→ DATA UNDER STUDY:
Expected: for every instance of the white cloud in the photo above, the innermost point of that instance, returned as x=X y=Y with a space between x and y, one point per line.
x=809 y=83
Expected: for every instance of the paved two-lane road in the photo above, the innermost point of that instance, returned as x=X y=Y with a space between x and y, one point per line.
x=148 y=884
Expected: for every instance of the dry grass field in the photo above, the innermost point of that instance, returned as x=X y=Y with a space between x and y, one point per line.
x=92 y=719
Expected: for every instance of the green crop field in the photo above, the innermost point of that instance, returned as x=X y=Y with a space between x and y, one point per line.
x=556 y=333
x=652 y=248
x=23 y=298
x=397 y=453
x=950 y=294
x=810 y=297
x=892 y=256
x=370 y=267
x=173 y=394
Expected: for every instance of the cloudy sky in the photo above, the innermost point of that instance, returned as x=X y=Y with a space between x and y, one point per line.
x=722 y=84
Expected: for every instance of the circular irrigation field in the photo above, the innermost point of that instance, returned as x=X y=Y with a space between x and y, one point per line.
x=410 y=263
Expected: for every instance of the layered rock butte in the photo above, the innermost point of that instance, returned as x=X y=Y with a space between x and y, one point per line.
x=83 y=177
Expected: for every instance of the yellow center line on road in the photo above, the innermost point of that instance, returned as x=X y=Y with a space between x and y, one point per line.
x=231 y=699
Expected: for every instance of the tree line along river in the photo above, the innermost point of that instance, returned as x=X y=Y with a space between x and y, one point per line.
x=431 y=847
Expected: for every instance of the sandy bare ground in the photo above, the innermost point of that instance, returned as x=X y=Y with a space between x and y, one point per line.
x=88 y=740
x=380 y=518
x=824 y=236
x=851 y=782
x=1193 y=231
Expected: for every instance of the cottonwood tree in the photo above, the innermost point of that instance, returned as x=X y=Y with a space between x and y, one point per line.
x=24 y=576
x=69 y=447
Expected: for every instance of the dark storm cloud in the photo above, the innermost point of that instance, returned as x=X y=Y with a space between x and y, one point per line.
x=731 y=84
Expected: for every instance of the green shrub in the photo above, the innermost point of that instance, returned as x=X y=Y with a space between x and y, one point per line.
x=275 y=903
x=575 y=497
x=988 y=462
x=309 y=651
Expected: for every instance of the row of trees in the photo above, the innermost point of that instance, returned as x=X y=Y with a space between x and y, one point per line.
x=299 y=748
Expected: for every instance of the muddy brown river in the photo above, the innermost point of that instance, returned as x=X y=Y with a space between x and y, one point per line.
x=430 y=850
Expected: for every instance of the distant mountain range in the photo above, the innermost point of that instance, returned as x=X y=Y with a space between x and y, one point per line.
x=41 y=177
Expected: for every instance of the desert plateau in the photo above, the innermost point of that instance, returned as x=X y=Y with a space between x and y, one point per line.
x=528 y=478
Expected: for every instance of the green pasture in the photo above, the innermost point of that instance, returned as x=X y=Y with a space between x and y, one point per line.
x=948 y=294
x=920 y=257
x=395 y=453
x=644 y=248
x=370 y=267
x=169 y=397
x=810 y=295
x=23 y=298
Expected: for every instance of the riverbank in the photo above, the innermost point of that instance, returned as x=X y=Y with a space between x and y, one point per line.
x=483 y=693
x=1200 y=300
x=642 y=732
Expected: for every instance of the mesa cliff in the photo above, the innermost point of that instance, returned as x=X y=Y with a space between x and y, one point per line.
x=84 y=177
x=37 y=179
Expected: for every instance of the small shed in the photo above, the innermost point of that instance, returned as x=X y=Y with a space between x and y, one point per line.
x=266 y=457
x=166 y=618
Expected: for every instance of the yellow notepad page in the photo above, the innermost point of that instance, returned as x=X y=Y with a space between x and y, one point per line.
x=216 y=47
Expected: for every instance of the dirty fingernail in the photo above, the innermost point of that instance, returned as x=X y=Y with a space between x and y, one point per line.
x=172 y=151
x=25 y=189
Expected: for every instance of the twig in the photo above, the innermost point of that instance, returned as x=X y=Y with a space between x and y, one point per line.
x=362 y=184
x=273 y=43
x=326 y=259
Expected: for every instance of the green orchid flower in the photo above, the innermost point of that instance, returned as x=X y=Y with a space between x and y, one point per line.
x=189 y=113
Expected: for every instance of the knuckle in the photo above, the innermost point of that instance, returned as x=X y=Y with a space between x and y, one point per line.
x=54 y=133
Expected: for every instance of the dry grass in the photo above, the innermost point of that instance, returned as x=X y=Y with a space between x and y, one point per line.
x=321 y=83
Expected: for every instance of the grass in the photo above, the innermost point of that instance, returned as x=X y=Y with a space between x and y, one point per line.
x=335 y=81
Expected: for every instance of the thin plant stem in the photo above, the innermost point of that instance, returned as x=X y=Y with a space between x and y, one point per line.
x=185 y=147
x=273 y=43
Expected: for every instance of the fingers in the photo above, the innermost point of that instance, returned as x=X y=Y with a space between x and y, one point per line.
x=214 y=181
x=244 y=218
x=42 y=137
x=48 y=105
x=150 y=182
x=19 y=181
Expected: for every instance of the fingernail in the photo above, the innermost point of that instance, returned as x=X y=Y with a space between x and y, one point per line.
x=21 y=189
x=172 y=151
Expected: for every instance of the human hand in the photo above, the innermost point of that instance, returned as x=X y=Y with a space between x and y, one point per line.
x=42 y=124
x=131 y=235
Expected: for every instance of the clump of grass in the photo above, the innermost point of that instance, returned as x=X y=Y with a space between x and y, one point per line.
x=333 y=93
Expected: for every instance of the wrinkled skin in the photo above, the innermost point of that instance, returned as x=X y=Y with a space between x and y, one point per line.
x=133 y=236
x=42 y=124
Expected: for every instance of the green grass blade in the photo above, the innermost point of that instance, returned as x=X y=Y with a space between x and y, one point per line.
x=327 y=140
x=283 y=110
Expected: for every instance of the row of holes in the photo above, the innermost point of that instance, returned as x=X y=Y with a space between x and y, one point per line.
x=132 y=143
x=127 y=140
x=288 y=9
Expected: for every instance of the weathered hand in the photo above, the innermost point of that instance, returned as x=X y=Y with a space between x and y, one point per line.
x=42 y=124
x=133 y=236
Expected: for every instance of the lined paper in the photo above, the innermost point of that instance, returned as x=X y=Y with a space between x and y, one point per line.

→ YOUR INSTRUCTIONS: Everything in the listing must be returned word for word.

→ EXPECTED ANSWER:
Expected: for every instance of the white cloud in the photo above, the innermost point of that instance, returned as x=X y=Y with a space between x and y, one point per line.
x=809 y=83
Expected: for every instance of the paved two-lane road in the photo above, the innermost point of that instance, returned as x=X y=Y with a space between x and y, one point per line.
x=148 y=884
Expected: for every instance of the dry grass field in the photo above, the innermost point of that instance, returned as x=X y=Y with a space between x and y, one point per line.
x=92 y=719
Expected: for every instance of the green crop field in the photo above, the innermost point of that instance, returned as x=X y=Y with a space between x and y, one point per line.
x=556 y=333
x=652 y=248
x=23 y=298
x=397 y=453
x=950 y=294
x=810 y=297
x=892 y=256
x=370 y=267
x=173 y=394
Expected: for every instance of the cloudy sky in the photo above, the innermost point of that instance, returned as x=X y=Y with a space between x and y, one point per line.
x=722 y=84
Expected: for every instance of the circular irrigation field in the photo above, the innermost point of that instance, returned as x=X y=Y with a space between x and y, one point per line.
x=410 y=263
Expected: for every instance of the layered rock butte in the photo above, the innermost point of that instance, returned as x=X y=Y with a space between x and y, one point per line.
x=83 y=177
Expected: for every instance of the yellow center line on road in the photo above, the innermost point of that instance, returned as x=X y=Y with a space between x and y, one point per line.
x=231 y=699
Expected: for every instance of the tree line along river in the photo above, the innermost point of that instance, returned as x=X y=Y with a space between x and y, one point per line.
x=431 y=847
Expected: for every instance of the sandy bare ground in the photo above, the innermost point of that instance, returned as x=X y=Y with a space between x and y, one point per line.
x=88 y=740
x=380 y=518
x=824 y=236
x=851 y=782
x=1193 y=231
Expected: for every instance of the cottonwood tree in the photo above, the innermost point of that instance, returned as x=X y=Y with a space between x and y, one point per line.
x=24 y=576
x=69 y=447
Expected: for every instance of the dark storm cloud in the photo above, the innermost point of that instance, returned as x=X y=Y with a space between x and y, one point per line.
x=731 y=84
Expected: for every instance of the green shrub in the photo above, the innermost point of that instance, returned as x=X y=Y with a space between x and y, one point per line.
x=275 y=903
x=575 y=497
x=988 y=462
x=309 y=651
Expected: for every instance of the row of trees in the photo above, the innermost point of that instance, returned as x=X y=Y with a space between x and y, one point per line.
x=299 y=748
Expected: for every instance of the muddy brown river in the photo above, the innermost point of that instance, returned as x=X y=Y with a space between x and y, one point per line.
x=430 y=850
Expected: for every instance of the distant mountain range in the photo above, the innermost point of that instance, returned as x=X y=Y with a space between x and y, one point per line.
x=41 y=177
Expected: for every instance of the desert plateau in the photo above, the innermost point of that instance, returned as x=X y=Y with a space between x and y, one point per line.
x=528 y=478
Expected: for every instance of the green pasture in the photo above, the innermost point of that instance, returned as x=X y=Y with a space between x and y, one point per line.
x=948 y=294
x=920 y=257
x=395 y=453
x=644 y=248
x=370 y=267
x=169 y=397
x=810 y=295
x=23 y=298
Expected: for every instance of the riverbank in the photo above, the innermost point of that instance, returned as x=X y=Y with a space between x and y, one point per line.
x=483 y=693
x=1200 y=300
x=642 y=732
Expected: for every instance of the mesa cliff in the photo above, the innermost point of that instance, returned as x=X y=Y with a space between x and y, one point per line.
x=84 y=177
x=37 y=179
Expected: for every instance of the small shed in the photo above, the innermost point of that instance, returned as x=X y=Y with a space between x and y, one point per line.
x=266 y=457
x=166 y=618
Expected: for every instance of the yellow notepad page in the photo above, the innermost point of that instance, returned as x=X y=Y with a space between x and y, one point per line.
x=216 y=47
Expected: for every instance of the dirty fingernail in the photo above, the innermost point of that instance, returned as x=X y=Y with a space between x and y, one point per line.
x=172 y=151
x=25 y=189
Expected: for every instance of the twig in the photo above, the innermost point of that instance, returned as x=X y=Y with a space between x and y, one point per line.
x=362 y=184
x=273 y=43
x=326 y=259
Expected: for every instance of the green orchid flower in the photo above, the innermost point of that instance, returned as x=X y=Y with a space between x and y, one point per line.
x=189 y=113
Expected: for every instance of the knuckle in the photo above, the innermost point of that instance, returned as x=X y=Y with a space between x and y, one point per line.
x=54 y=133
Expected: for every instance of the dry grass in the photo above, the innermost point of that instance, returned as x=X y=Y with a space between x and y, one point per line.
x=321 y=83
Expected: for every instance of the grass in the photo above, the innermost point of that instance, returned as x=X y=Y with a space between x and y, one point per line.
x=335 y=81
Expected: for every instance of the thin plant stem in the photo above, the innermost point of that instance, returned as x=X y=Y with a space between x and y, one point per line.
x=185 y=147
x=273 y=43
Expected: for every instance of the fingers in the photo above, the innermost point of that instance, returned as x=X y=Y with a space between x and y, one point per line.
x=214 y=181
x=244 y=218
x=42 y=137
x=48 y=105
x=150 y=182
x=19 y=181
Expected: for every instance of the fingernail in the photo above, the innermost point of that instance, returned as x=X y=Y with a space between x and y, one point per line.
x=21 y=189
x=172 y=151
Expected: for every instance of the human hand in the photo above, the innermost point of that instance, returned as x=X y=Y with a space between x and y, one point per line.
x=42 y=124
x=131 y=235
Expected: for every instance of the clump of grass in the photo above, the innermost point of that instance, returned as x=X y=Y with a space between x and y, one point per line.
x=333 y=93
Expected: for every instance of the wrinkled skin in the photo above, the innermost point of that instance, returned as x=X y=Y with a space between x and y, one point per line.
x=133 y=236
x=42 y=124
Expected: for every instance of the green grass blade in the photo above, the innermost point of that instance, returned as x=X y=Y with a space between x and y, one point per line.
x=327 y=140
x=283 y=110
Expected: for every instance of the row of holes in the photo above, the innermost point of that instance, returned as x=X y=Y with a space between x and y, one point per line.
x=132 y=143
x=127 y=140
x=288 y=9
Expected: for every instance of the weathered hand in the photo above, the innermost point of that instance, returned as x=X y=Y with a space between x and y, one point per line.
x=42 y=124
x=133 y=236
Expected: for every instance of the lined paper in the photo above, the innermost point of that instance, returned as x=X y=Y with a space between x and y, one point per line.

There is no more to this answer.